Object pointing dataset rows
■ ■ ■ ■ ■

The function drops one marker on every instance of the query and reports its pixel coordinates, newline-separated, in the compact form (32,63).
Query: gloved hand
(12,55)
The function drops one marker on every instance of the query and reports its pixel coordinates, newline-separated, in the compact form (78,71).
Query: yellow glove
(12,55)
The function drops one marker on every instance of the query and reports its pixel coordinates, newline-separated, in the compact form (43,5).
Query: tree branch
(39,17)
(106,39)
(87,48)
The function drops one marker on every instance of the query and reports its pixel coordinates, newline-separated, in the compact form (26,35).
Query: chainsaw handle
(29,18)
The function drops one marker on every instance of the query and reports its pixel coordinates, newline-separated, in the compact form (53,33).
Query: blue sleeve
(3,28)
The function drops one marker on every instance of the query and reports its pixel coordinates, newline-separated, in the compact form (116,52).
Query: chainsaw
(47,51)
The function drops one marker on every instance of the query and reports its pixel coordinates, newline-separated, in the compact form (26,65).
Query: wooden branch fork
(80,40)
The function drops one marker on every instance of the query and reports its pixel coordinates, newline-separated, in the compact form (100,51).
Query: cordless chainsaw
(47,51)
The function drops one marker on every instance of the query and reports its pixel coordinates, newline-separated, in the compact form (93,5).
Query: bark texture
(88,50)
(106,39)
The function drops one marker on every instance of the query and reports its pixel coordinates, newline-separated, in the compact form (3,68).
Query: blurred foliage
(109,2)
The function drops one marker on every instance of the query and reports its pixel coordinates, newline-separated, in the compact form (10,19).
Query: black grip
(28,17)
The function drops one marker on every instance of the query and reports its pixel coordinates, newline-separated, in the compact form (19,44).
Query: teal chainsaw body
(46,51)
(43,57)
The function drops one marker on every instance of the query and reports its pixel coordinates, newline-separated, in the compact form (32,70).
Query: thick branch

■ ■ ■ ■ ■

WORK TO COMPLETE
Reproduce the material precisely, including every line.

OUTPUT BELOW
The function drops one marker on every instance of the query and reports its pixel coordinates, newline-separated, in the compact form (32,63).
Query: gloved hand
(12,55)
The function drops one marker on every instance of the query and reports its pixel coordinates, newline-separated, in the compact form (78,71).
Query: yellow glove
(12,55)
The function drops one marker on every instance of the query and reports its pixel coordinates, newline-separated, in the compact form (43,5).
Query: tree branch
(39,17)
(106,39)
(87,48)
The function drops one marker on every instance of the query and reports its pixel coordinates, newline-separated, in the compact form (26,35).
Query: chainsaw handle
(29,18)
The function drops one marker on every instance of the query and reports its pixel coordinates, newline-separated, in the compact form (53,33).
Query: blue sleeve
(3,28)
The function drops one marker on every instance of the query and reports its pixel coordinates, newline-separated, in the compact form (116,52).
Query: chainsaw
(47,51)
The function drops one marker on every instance of the query and reports its pixel coordinates, newline-separated, in the compact form (26,65).
Query: wooden branch fork
(80,40)
The function drops one marker on every instance of the query and reports its pixel coordinates, newline-separated, in the compact form (100,51).
Query: cordless chainsaw
(47,51)
The function drops one marker on every instance of the query and reports its pixel coordinates, newline-separated, in the compact form (93,5).
Query: bark texture
(88,50)
(106,39)
The function drops one marker on every instance of the query and reports its pixel coordinates, newline-separated, in the compact form (3,68).
Query: blurred foliage
(109,2)
The function drops one marker on every instance of the query and reports its pixel coordinates, newline-separated, in the compact form (10,19).
Query: black grip
(28,17)
The function drops one marker on every instance of the query and reports its pixel coordinates, newline-separated, in the compact form (19,44).
Query: teal chainsaw body
(46,51)
(43,57)
The function drops one marker on every instance of the query and reports its pixel coordinates, newline-separated, in the compact form (32,70).
Query: thick branch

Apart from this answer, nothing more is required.